#### INSTRUÇÕES DAS TAREFAS:
**A)** Reproduza o trecho da reportagem sobre a língua russa no Brasil entre "Comemorada nesta quinta-feira" e "fora do país.", incluindo essas duas partes.
**B)** Segundo a reportagem sobre a língua russa no Brasil, em que ano foi inaugurado o colégio intercultural Brasil-Rússia de Belford Roxo?
**C)** Retome a reportagem sobre a língua russa no Brasil e escreva a continuação a partir da última frase.

======== TEXTO FORNECIDO ========

Dia da Língua Russa: cada vez mais brasileiros de várias gerações se apaixonam pelo idioma (VÍDEOS)
Comemorada nesta quinta-feira (6), a língua russa tem ganhado cada vez mais adeptos no Brasil e gerado oportunidades profissionais dentro e fora do país.
SputnikAs letrinhas "diferentes" assustam um brasileiro desavisado ao ver o alfabeto cirílico pela primeira vez. E ainda tem as declinações, que mudam as terminações dos adjetivos, pronomes e nomes, e os verbos de movimento.
A aluna Ana Júlia Ignácio, 15 anos, do 1º ano do ensino médio do Colégio Estadual Tenente Otávio Pinheiro (CETOP), colégio intercultural Brasil-Rússia em Belford Roxo, na Baixada Fluminense, conta que, passado o susto, pegou gosto pelo idioma.
"São 33 letras e um monte de coisa! No início falei 'Cruz credo, tá amarrado!', mas depois peguei o jeito. Depois que aprende, é tranquilo", conta a estudante.
Inaugurada em 2022, a unidade é o primeiro polo de educação intercultural Brasil-Rússia no país e une as disciplinas do ensino médio brasileiro com matérias que envolvem língua, cultura, geopolítica e história da Rússia.
Ouvida pela Spunik Brasil, que visitou a escola, Ana Júlia não acha que os desafios do idioma prejudicaram seu fascínio:
"De início, estudava apenas porque era matéria da escola, mas depois acabei gostando. Estudo aqui na escola e também em casa, pela plataforma da faculdade da RUDN [sigla em russo para Universidade Russa da Amizade dos Povos], vejo vídeos, ouço música russa e gosto de ler poemas", conta ela. "Você se aprofunda e se apaixona, já era", garante a adolescente.
15 de fevereiro 2022, 16:13
"Antes só conhecia aqueles castelos [Kremlin], pontos turísticos… Agora já sei que a Rússia tem 11 fusos horários, que tem lugares em que faz menos 45 °C… Fiquei boba", conta. "E que o índice de analfabetismo é muito baixo, pois na época da União Soviética fizeram um intensivão de aulas", explica a estudante.
A colega Anna Julia Barbosa, 15 anos, já pensa em fazer faculdade na Rússia:
"Nunca achei que fosse sair do país, mas para a Rússia tenho muita vontade. Tenho muita curiosidade de conhecer as pessoas, como elas vivem, é um choque cultural que adoraria viver."
De visita ao Brasil, a professora da RUDN Olga Kutsoni diz ter ficado impressionada com a receptividade e o interesse dos alunos da escola de Belford Roxo pela cultura russa:
"Os alunos são muito abertos, muito ativos, interessados. Com os do terceiro ano, falamos sobre a Rússia por meio de poesias, autores contemporâneos. Falamos sobre os símbolos do Estado russo, as tradições russas, os povos que vivem no território da Rússia e falam a língua russa", conta ela.
Número de alunos brasileiros só aumenta
De acordo com os especialistas e professores ouvidos pela Sputnik Brasil, a demanda por cursos de russo tem aumentado ano a ano nas últimas décadas.

======== INFORMAÇÕES ========

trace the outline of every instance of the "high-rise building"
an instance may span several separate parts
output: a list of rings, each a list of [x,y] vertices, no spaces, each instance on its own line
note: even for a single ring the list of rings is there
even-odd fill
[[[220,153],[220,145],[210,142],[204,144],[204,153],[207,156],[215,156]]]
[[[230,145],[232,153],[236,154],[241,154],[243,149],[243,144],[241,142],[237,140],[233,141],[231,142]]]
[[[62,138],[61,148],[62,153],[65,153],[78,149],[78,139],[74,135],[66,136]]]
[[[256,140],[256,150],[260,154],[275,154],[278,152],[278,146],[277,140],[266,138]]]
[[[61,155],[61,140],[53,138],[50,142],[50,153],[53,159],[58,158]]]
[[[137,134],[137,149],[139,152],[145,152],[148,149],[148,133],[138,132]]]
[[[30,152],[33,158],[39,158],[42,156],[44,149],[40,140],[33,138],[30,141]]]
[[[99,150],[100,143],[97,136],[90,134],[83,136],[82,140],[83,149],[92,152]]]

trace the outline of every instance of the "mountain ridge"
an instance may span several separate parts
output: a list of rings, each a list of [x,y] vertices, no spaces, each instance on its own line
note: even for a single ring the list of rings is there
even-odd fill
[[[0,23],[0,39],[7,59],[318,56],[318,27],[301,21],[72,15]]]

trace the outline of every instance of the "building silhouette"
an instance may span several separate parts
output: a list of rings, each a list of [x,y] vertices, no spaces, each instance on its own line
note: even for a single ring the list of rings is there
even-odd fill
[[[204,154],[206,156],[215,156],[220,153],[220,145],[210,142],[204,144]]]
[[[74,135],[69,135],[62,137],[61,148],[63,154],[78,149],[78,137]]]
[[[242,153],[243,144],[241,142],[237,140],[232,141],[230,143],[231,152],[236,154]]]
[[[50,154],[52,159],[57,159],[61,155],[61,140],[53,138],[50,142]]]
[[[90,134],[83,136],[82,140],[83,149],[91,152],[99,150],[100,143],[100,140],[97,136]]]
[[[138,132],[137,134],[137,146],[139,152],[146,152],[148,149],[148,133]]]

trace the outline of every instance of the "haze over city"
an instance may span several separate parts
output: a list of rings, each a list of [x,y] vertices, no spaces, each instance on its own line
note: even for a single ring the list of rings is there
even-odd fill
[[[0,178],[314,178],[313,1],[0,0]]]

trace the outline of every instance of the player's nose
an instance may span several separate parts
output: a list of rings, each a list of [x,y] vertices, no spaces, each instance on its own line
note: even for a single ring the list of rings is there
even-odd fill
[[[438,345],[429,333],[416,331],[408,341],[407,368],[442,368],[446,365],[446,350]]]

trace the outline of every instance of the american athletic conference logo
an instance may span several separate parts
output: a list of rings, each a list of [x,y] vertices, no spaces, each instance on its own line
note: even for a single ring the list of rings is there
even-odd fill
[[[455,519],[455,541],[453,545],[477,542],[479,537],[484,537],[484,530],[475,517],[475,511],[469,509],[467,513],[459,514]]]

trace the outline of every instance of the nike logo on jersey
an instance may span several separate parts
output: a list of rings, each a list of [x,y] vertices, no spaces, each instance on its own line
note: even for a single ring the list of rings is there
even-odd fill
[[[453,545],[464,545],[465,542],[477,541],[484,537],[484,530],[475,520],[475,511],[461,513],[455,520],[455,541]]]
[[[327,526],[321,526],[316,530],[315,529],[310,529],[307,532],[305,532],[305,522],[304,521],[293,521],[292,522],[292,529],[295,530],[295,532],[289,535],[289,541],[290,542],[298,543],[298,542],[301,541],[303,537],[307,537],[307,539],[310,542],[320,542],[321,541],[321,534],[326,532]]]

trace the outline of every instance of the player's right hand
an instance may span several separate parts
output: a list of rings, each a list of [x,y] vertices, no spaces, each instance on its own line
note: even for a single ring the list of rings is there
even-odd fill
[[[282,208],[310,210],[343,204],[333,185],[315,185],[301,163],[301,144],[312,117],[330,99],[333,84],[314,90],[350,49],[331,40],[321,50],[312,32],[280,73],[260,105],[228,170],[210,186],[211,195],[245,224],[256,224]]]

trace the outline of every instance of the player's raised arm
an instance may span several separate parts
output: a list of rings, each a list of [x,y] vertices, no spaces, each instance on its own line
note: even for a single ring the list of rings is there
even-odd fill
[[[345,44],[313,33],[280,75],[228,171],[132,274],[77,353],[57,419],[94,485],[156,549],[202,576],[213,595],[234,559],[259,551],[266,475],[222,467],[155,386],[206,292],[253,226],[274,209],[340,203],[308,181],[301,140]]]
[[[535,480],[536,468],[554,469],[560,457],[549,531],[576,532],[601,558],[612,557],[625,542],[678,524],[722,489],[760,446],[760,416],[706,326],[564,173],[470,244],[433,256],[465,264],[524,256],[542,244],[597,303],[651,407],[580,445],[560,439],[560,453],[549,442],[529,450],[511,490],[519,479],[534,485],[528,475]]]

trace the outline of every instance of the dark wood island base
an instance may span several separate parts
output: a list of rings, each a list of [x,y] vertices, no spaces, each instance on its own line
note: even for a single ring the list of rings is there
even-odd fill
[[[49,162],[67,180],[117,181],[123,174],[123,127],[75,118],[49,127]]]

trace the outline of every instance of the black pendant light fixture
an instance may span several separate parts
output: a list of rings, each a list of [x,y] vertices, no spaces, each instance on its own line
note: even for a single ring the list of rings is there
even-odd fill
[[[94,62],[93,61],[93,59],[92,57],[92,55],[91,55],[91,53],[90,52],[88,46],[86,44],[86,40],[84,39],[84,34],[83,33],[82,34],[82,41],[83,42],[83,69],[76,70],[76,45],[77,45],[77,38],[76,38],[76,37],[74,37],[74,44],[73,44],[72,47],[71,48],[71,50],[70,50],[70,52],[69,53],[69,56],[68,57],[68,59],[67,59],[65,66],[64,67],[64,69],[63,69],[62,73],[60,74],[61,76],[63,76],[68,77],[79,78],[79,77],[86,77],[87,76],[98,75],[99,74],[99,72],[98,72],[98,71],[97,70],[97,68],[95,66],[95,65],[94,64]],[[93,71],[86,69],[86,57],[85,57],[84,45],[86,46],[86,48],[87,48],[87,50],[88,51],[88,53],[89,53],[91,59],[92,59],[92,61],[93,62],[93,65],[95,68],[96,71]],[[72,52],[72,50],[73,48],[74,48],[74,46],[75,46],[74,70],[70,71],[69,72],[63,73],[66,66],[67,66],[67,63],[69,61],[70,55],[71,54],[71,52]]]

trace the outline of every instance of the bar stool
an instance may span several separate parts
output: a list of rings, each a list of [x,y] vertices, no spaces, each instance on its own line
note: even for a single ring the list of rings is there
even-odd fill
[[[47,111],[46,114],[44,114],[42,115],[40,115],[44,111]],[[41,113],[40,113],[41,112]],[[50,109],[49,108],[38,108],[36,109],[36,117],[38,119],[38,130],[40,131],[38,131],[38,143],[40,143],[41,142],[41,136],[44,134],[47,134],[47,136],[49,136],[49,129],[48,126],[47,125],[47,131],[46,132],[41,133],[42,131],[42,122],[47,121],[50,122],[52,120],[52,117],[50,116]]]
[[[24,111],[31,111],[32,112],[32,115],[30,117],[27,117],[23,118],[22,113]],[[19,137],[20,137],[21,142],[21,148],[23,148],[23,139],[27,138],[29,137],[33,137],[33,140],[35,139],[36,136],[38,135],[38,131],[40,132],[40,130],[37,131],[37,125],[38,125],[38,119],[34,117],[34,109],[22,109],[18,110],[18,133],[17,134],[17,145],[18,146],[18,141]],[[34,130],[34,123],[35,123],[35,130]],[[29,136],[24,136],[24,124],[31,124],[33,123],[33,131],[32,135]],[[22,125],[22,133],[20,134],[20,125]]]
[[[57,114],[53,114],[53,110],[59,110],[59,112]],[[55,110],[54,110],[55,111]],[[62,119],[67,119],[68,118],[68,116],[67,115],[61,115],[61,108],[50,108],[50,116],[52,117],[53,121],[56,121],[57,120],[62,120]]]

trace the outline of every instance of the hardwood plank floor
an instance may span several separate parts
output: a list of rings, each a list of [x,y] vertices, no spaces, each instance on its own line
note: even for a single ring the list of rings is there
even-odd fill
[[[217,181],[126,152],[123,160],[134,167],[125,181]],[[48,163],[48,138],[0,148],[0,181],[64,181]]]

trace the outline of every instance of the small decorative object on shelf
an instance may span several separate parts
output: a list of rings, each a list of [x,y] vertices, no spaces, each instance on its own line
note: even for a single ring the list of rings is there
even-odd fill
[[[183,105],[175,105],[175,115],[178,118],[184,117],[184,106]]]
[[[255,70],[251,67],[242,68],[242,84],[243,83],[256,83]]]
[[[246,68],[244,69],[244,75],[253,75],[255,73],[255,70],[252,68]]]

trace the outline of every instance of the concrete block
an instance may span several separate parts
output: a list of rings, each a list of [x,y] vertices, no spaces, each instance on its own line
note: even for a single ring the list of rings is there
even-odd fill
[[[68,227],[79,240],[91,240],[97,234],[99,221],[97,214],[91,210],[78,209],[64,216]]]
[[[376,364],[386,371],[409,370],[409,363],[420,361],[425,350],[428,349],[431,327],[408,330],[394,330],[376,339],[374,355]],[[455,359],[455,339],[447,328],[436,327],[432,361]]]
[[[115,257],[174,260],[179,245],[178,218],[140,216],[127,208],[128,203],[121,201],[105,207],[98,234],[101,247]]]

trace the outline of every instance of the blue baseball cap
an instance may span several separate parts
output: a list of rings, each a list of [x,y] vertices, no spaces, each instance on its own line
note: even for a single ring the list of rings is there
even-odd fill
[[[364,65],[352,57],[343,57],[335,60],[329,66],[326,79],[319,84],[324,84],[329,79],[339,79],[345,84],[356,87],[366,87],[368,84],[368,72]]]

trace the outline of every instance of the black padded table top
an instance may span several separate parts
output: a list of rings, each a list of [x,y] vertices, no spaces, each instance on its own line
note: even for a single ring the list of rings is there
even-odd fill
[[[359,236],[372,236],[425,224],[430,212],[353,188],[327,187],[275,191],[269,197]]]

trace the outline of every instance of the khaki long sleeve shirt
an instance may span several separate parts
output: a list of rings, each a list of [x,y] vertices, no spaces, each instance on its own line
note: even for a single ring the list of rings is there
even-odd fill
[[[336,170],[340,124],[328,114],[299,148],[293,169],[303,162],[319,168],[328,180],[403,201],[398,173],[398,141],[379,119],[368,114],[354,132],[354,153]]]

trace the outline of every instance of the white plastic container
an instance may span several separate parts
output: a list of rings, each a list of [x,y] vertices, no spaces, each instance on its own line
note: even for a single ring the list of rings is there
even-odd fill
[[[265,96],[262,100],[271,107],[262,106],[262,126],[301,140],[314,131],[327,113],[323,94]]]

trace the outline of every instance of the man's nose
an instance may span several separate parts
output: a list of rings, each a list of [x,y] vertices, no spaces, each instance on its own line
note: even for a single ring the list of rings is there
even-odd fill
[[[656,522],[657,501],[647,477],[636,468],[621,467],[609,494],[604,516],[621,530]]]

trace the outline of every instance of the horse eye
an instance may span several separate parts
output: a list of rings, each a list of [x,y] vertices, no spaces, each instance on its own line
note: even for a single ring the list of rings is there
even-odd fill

========

#### RESPOSTAS DAS TAREFAS:
**A)**
Comemorada nesta quinta-feira (6), a língua russa tem ganhado cada vez mais adeptos no Brasil e gerado oportunidades profissionais dentro e fora do país.

**B)** Em 2022.

**C)**
Professora de literatura e cultura russas da Universidade de São Paulo (USP), Elena Vassina lembra que há 25 anos, quando ingressou como professora na instituição, o número de alunos não passava de três por turma. "Cogitaram até fechar o departamento", lembra. "Hoje recebemos cerca de 30 alunos por turma", celebra Vassina.
"É maravilhoso, porque vejo como a cada ano está crescendo, se ampliando o interesse pela língua russa, pela literatura russa. Agora três alunos nossos estão fazendo intercâmbio em Moscou. Além da USP, vejo como se amplia o interesse", comemora.
A maioria dos alunos de Vassina tem a literatura como principal atrativo para cursar a faculdade:
"Ontem fiquei das 18h00 até meia-noite falando de Nabokov, de "Lolita", com o Clube das Meninas, na faixa de 20 anos de idade. Amanhã vou à Biblioteca do Senado falar sobre os demônios de Dostoiévski."
Mas também há alunos que são motivados pela música, destaca ela, e, mais recentemente, "vieram muitos por interesse político". Ainda segundo a professora da USP, todos os seus alunos formados, "de um jeito ou de outro, encontram trabalho".
No último
Festival Mundial da Juventude, na cidade russa de Sochi, realizado em março, a
delegação brasileira contou com quase 300 jovens de diferentes estados do país, uma das mais numerosas do evento, segundo os organizadores, de um universo de
20 mil estudantes de 180 países.
O professor de russo Lucas Rubio, do Instituto Soyuz, foi um deles:
"Os russos são simpáticos e ficam encantados quando descobrem que sou brasileiro e falo russo. Foi ótimo não só por conta do conteúdo humano e intelectual que adquiri lá, mas também para praticar quase 100% do tempo o idioma que tanto me esforço para aprender e ensinar aos outros", conta.
Possibilidade de driblar a russofobia
Para Rubio, o domínio do russo lhe possibilitou "driblar o bloqueio midiático e fugir da propaganda de guerra russofóbica ocidental".
"A pessoa que aprende russo pode acessar uma infinidade de obras técnicas das mais diversas áreas do conhecimento, da medicina, engenharia, até a computação, cosmonáutica, pedagogia e geofísica. Além disso, os russos são parceiros estratégicos do Brasil no âmbito do BRICS e muitas empresas russas atuam no Brasil e no mundo", destaca Rubio.
Guerra Fria prejudicou tradução direta de clássicos
Vassina lembra que há cerca de 50 anos não havia traduções diretas do russo para o português — o que se faziam antes eram traduções a partir do inglês e do francês, principalmente.
Essa realidade mudou, sobretudo com o fim da Guerra Fria, opinam os especialistas. O jornalista, especialista em música clássica e tradutor de russo Irineu Franco Perpétuo é prova viva da mudança:
"A grande maioria [dos tradutores] tem sobrenome latino, português, italiano, que é o meu caso também. Somos pessoas sem nenhuma ligação com a Rússia do ponto de vista de sangue, de descendência, mas que nos encantamos com a cultura russa a partir da literatura", comenta ele.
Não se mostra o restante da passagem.